* TASK INSTRUCTIONS *
From the pull request text below, list every file named under the heading "Files Added (2,748 lines)".

* SELECTED PASSAGE *
(WIP) Add Generic OpenEnv GRPO Training Framework #733

wukaixingxp · 2026-01-27T18:52:38Z

Description

Add Generic OpenEnv GRPO Training Framework

A centralized framework for training language models on any OpenEnv task using GRPO/DAPO without
requiring environment-specific packages locally.

Key Features

GenericEnvClient: Works with ANY OpenEnv Docker image - no local environment packages needed
GenericAction: Simple dict wrapper that maps to environment-specific actions at runtime
Single Main Script: One main_generic.py handles all OpenEnv tasks
Circuit Breaker Pattern: Automatic detection and restart of unhealthy Docker containers
Episode Dropout: Configurable filtering of low-quality training batches (variance + truncation)
Demand-Driven Rollouts: Only generates episodes when replay buffer needs them
Backpressure Detection: Prevents buffer starvation by checking health before weight updates

Files Added (2,748 lines)
File: main_generic.py
Description: Core training orchestrator with dual async loops (rollouts + training)
────────────────────────────────────────
File: julia_utils_generic.py
Description: Julia task utilities with syntax validation
────────────────────────────────────────
File: python_utils_generic.py
Description: Python coding task utilities
────────────────────────────────────────
File: llama3_8b_julia_generic.yaml
Description: Julia training config
────────────────────────────────────────
File: llama3_8b_coding_generic.yaml
Description: Python training config
────────────────────────────────────────
File: README.md
Description: Comprehensive documentation with examples
Architecture

GenericRewardActor
├── env_actor_0 (container pool + circuit breaker)

* DATA RECORDS *
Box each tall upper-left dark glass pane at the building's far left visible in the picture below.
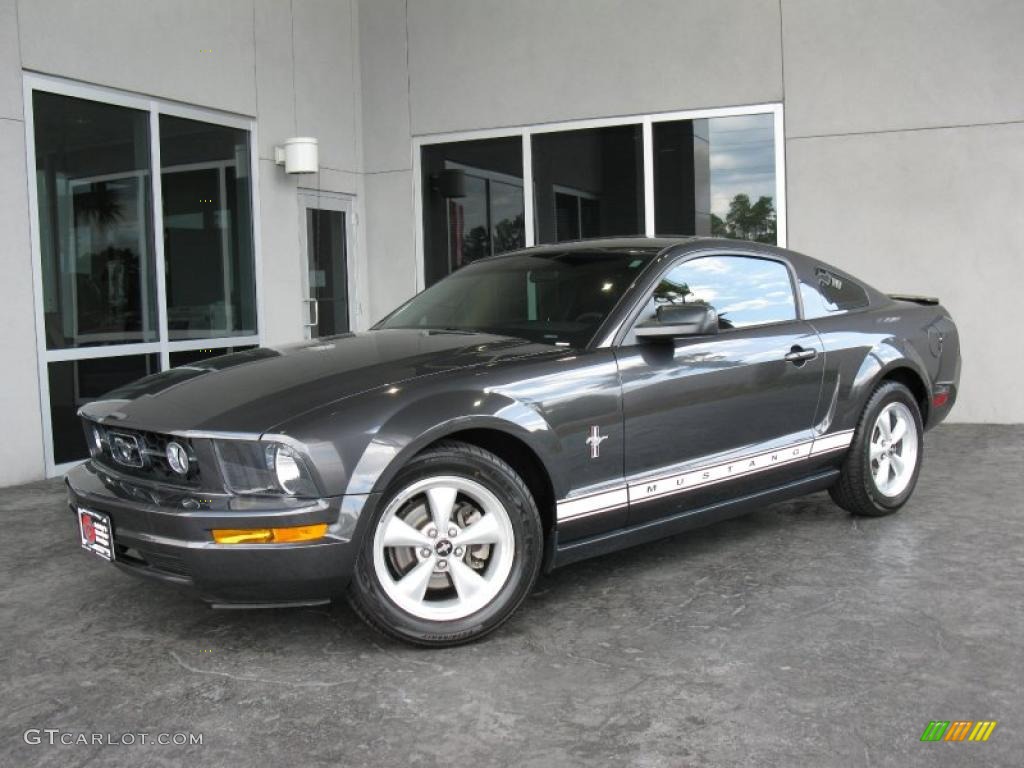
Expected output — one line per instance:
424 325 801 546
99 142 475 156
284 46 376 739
33 91 158 349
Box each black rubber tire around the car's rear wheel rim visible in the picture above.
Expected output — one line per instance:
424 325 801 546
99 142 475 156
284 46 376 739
828 381 925 517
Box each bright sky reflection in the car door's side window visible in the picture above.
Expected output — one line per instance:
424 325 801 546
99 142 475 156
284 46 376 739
671 256 796 328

* RESPONSE TO THE EXERCISE *
- main_generic.py
- julia_utils_generic.py
- python_utils_generic.py
- llama3_8b_julia_generic.yaml
- llama3_8b_coding_generic.yaml
- README.md